Write out each of the entries below word for word, keeping every line as it appears.

Records for processing.

**********

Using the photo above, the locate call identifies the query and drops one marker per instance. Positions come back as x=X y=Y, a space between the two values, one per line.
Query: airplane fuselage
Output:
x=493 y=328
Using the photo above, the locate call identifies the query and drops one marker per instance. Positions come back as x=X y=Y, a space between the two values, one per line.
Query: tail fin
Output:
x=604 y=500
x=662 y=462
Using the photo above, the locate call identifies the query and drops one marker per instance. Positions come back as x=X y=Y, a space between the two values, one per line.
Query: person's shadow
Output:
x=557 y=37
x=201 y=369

**********

Correct answer.
Using the photo above, the locate call identifies the query and drops one marker per instance. Positions come back as x=X y=Y, a space between the two values, one per line.
Query: airplane fuselage
Output:
x=493 y=328
Using the photo above, the locate call identifies the query and drops one marker per instance. Positions come back as x=X y=Y, a space between the two values, one per line.
Query: tail fin
Output:
x=604 y=500
x=662 y=462
Using the photo above, the locate call identifies the query and drops one marker per instance. Positions come back as x=X y=Y, a space between the two values, one per line.
Query: person's shadow
Output:
x=557 y=37
x=201 y=369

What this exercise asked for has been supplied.